◆ Written instruction ◆
Reproduce the items below word for word, taking only the stretch from the line containing "One point lands on each instance of the concrete" through the line containing "(1371, 193)", with both of those lines included.

===== Dataset records

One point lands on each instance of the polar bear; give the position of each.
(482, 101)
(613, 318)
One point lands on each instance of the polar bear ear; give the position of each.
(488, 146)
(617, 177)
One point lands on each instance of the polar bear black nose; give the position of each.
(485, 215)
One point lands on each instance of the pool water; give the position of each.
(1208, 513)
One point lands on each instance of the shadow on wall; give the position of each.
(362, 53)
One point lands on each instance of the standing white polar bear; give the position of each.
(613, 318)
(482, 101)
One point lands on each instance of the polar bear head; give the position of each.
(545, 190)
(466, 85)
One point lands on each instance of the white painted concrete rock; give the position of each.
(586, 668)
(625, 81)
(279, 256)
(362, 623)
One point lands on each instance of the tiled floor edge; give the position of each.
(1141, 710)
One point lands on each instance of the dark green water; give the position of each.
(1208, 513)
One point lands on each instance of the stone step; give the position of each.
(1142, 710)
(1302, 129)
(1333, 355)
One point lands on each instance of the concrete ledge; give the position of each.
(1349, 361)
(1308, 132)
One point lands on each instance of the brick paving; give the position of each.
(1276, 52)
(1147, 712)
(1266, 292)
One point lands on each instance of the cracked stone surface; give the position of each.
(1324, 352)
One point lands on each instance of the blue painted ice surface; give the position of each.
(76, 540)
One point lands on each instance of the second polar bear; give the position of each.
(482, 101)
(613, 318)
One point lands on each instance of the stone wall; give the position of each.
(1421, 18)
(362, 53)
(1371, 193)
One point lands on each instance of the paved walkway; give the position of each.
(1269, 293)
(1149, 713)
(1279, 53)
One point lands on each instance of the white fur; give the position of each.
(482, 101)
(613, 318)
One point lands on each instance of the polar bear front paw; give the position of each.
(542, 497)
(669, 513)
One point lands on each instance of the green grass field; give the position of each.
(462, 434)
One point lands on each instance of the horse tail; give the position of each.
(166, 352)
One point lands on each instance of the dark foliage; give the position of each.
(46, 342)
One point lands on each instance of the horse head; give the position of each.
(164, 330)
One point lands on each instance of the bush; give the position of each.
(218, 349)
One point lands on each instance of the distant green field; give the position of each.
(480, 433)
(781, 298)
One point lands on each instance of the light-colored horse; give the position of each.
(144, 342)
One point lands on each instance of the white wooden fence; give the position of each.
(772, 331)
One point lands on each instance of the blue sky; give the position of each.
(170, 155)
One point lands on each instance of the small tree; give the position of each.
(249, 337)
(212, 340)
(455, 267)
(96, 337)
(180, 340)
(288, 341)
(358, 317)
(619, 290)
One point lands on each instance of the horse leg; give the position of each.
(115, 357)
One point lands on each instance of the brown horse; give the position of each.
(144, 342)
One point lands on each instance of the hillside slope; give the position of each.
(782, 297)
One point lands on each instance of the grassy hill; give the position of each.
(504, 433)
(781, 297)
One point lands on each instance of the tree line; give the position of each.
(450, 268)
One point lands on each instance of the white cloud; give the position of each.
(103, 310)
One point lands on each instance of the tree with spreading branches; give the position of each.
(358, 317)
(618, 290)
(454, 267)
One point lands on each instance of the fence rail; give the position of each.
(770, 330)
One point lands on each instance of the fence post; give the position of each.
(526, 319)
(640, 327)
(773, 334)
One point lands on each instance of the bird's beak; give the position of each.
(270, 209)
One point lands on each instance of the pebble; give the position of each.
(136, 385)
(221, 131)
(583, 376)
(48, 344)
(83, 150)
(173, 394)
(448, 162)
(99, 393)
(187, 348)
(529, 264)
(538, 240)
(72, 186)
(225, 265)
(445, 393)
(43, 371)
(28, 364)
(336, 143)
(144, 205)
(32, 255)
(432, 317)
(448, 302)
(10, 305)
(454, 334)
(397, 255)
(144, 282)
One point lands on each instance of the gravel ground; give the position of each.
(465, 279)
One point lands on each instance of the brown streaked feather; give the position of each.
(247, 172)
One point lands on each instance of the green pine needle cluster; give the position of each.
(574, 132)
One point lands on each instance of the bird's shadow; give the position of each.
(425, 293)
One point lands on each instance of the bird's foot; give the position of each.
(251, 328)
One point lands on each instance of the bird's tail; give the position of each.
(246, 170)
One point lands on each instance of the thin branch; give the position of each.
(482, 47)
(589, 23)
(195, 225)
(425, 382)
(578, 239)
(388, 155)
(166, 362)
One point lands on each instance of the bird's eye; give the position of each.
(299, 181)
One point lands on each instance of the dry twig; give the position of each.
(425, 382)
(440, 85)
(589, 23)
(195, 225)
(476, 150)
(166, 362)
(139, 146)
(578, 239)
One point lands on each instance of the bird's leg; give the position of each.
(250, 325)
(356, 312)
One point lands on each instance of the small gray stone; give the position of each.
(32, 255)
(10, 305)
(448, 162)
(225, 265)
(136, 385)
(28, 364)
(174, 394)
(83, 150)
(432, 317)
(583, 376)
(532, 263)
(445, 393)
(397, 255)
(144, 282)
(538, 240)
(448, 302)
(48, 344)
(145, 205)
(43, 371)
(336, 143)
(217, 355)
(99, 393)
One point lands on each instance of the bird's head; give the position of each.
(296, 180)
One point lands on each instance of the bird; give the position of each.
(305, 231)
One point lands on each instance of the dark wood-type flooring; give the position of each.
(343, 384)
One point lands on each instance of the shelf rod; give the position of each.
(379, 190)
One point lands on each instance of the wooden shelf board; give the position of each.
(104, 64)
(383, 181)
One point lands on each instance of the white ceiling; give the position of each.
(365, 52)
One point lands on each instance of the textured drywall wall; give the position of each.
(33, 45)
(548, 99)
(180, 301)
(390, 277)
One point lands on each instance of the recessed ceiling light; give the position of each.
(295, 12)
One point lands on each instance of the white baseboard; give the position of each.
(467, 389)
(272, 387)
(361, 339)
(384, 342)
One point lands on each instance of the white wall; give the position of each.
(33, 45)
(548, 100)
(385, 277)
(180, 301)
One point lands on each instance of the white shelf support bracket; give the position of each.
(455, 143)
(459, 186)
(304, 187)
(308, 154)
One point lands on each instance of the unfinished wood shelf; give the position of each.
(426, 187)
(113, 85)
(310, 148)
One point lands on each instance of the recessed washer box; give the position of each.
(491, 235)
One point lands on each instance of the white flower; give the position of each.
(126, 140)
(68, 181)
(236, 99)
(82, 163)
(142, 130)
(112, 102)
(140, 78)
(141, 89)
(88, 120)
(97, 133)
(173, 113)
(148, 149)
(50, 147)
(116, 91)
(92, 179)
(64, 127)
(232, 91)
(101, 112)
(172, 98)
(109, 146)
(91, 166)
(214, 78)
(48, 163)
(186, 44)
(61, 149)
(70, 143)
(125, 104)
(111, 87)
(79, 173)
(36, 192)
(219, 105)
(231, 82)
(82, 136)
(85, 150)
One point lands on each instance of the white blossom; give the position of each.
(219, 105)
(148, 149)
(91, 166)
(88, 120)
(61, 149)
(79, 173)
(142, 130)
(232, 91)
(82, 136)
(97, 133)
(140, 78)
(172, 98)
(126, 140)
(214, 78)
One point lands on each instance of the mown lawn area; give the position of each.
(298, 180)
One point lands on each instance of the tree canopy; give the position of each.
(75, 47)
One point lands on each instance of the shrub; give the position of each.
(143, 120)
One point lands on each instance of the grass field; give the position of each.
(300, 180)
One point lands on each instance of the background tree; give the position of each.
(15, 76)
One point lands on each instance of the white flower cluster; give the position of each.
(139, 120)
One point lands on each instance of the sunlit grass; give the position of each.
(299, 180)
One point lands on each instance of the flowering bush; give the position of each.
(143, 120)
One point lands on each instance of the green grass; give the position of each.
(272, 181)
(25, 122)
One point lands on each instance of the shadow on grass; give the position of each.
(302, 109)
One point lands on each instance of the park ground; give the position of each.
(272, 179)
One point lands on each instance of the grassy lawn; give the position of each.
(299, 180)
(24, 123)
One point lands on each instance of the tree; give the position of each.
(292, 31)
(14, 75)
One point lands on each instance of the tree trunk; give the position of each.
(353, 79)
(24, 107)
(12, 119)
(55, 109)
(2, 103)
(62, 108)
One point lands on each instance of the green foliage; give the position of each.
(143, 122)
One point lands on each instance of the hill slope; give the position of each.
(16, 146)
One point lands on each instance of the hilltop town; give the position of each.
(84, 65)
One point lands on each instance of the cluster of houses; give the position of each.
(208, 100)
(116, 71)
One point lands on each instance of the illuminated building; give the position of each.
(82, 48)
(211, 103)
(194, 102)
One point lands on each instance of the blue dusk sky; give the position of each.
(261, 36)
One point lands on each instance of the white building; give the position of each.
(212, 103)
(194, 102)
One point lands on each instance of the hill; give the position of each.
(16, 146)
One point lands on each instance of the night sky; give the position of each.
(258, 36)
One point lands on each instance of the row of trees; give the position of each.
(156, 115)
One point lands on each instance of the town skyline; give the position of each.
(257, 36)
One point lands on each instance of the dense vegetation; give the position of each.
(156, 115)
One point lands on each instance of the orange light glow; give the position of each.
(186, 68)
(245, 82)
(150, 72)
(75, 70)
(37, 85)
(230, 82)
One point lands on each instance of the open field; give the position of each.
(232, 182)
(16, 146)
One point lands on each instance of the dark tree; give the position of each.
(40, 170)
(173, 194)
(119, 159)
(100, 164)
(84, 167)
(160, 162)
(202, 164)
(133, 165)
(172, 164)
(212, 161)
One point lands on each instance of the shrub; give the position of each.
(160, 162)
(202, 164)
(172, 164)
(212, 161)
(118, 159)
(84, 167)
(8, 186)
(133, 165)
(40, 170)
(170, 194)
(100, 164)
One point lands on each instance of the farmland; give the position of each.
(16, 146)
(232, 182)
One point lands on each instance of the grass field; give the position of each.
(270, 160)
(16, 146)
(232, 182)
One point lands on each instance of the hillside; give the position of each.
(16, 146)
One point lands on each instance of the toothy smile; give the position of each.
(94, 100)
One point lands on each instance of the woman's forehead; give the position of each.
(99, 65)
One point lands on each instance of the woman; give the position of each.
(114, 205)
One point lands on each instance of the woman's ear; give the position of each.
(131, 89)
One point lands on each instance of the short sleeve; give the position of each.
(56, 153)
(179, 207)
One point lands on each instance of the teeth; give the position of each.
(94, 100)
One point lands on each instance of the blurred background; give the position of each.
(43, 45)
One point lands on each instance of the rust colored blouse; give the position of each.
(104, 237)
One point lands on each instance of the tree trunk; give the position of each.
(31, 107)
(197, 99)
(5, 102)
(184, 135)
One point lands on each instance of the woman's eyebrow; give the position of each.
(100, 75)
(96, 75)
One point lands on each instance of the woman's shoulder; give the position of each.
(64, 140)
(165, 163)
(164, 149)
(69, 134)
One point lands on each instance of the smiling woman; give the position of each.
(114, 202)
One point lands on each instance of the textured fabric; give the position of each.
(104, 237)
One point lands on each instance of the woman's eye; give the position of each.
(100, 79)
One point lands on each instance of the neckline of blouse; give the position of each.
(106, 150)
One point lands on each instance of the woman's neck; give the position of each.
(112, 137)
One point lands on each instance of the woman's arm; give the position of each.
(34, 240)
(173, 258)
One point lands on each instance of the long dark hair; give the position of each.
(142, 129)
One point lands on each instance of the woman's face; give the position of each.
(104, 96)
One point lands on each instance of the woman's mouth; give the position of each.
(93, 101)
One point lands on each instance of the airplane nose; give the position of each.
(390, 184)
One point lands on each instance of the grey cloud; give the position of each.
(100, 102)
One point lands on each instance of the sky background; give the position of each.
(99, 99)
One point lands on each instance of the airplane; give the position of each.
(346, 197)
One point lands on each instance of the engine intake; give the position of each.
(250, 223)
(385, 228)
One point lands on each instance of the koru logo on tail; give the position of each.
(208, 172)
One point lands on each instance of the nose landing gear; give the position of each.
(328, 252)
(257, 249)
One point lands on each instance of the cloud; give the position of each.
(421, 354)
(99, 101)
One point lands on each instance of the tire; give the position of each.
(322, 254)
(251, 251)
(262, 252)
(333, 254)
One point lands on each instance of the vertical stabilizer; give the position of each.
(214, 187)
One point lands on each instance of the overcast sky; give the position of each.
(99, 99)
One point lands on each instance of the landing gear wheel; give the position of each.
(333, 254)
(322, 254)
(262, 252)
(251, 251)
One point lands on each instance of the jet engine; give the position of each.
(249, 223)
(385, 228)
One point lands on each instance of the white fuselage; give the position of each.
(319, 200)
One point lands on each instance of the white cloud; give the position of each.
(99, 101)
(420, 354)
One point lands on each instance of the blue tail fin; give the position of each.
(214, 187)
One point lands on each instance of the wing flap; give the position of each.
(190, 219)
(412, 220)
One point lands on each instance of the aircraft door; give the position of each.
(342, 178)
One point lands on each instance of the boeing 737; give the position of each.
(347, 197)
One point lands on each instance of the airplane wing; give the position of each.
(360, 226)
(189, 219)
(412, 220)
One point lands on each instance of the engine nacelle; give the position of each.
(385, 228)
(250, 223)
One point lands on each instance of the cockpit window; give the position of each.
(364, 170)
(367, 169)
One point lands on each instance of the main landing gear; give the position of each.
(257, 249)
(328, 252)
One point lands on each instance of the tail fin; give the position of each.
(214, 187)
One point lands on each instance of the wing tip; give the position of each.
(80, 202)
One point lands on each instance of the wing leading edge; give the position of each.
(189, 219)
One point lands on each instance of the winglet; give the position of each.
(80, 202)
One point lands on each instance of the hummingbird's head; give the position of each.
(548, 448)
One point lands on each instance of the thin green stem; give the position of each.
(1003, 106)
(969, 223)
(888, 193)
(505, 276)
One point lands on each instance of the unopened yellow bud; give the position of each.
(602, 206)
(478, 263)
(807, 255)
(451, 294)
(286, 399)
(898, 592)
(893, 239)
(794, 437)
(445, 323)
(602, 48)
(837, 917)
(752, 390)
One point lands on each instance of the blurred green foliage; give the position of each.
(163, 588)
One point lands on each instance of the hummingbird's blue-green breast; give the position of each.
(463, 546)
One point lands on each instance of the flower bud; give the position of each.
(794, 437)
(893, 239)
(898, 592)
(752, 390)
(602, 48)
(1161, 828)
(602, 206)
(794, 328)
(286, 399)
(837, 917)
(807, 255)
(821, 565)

==========

◆ The output ◆
One point lands on each instance of the concrete ledge; give the position of each.
(1349, 361)
(1308, 132)
One point lands on each instance of the brick paving; give the position of each.
(1276, 52)
(1147, 712)
(1266, 292)
One point lands on each instance of the cracked stone surface; give the position of each.
(1324, 352)
One point lands on each instance of the blue painted ice surface; give the position of each.
(76, 540)
One point lands on each instance of the second polar bear; give the position of each.
(482, 101)
(613, 318)
One point lands on each instance of the stone wall; give the position of each.
(1421, 18)
(362, 53)
(1371, 193)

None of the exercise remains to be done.